## start Source extract

18 F. Supp. 3d 456
S.D.N.Y.2014Background
- Plaintiffs (trustees of PAUL universal-life policies) sued Phoenix for breach of contract after Phoenix increased Cost of Insurance (COI) rates in November 2011 for certain PAUL policies (the certified "2011 Class").
- PAUL policies are flexible-premium universal life contracts: COI charge = COI rate × Net Amount at Risk (NAR); NAR is effectively Total Face Amount minus Policy Value. Initial COI rate is set on the Policy Date using specified factors; subsequent monthly COI rates are described in Paragraph B as "based on our expectations of" six enumerated items (mortality, persistency, investment earnings, expense experience, capital/reserve requirements, tax assumptions).
- Phoenix applied the 2011 COI Rate Adjustment to subsets of PAUL policies (grouped by series, insured age, and face amount) after analyzing funding ratios (Policy Value/Face Amount). Policy Value informed Phoenix’s view of expected investment earnings.
- Plaintiffs contend Phoenix breached Paragraph B by relying on Policy Values (or funding ratios) — an unenumerated factor — and by (a) unfairly discriminating within a class and (b) using rates to recoup past losses.
- The NYSID was informally notified and sent an email stating it had "no objection," but there was no formal regulatory approval; the filed-rate doctrine therefore did not bar the suit.

## end Source extract
## start Records supplied

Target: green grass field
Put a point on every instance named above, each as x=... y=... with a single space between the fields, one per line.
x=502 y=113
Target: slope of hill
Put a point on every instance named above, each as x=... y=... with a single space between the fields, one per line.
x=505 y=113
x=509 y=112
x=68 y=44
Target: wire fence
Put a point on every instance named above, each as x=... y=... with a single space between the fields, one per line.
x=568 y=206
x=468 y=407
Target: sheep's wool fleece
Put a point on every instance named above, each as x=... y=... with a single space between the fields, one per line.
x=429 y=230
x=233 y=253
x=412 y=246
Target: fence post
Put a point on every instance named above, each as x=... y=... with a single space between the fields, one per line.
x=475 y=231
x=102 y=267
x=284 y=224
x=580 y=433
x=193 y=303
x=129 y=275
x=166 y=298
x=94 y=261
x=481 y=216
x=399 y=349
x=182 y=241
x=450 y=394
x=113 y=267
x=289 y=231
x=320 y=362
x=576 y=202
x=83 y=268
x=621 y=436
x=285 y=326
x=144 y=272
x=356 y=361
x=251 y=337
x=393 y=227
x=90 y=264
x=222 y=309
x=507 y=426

## end Records supplied
## start Records supplied

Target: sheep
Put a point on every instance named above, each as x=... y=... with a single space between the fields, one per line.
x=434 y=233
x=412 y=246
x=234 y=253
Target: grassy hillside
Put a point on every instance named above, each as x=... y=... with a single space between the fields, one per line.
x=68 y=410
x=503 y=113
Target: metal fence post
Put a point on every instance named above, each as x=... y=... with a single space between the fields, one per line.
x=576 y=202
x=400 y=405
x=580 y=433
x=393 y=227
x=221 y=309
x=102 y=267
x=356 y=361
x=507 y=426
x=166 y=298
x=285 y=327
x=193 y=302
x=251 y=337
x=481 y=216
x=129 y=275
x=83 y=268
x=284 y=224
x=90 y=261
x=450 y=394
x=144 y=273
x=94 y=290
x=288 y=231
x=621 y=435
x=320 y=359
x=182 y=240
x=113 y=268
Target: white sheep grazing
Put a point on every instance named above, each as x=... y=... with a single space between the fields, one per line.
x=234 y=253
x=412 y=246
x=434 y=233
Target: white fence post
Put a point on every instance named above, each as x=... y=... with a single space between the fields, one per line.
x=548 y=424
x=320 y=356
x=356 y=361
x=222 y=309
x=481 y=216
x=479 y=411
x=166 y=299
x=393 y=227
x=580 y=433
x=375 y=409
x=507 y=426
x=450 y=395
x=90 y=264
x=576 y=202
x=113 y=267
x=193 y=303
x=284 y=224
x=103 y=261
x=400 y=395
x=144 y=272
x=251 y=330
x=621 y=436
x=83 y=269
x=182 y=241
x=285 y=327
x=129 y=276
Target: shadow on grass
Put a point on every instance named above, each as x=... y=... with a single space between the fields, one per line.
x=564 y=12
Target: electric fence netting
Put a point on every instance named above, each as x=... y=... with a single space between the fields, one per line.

## end Records supplied

Direction A: Duplicate the passage of the case summary starting with "- Phoenix applied" and going on through "expected investment earnings.".
Direction B: In the case summary, what is the Net Amount at Risk effectively equal to?

Written solution A:
- Phoenix applied the 2011 COI Rate Adjustment to subsets of PAUL policies (grouped by series, insured age, and face amount) after analyzing funding ratios (Policy Value/Face Amount). Policy Value informed Phoenix’s view of expected investment earnings.

Written solution B: Total Face Amount minus Policy Value.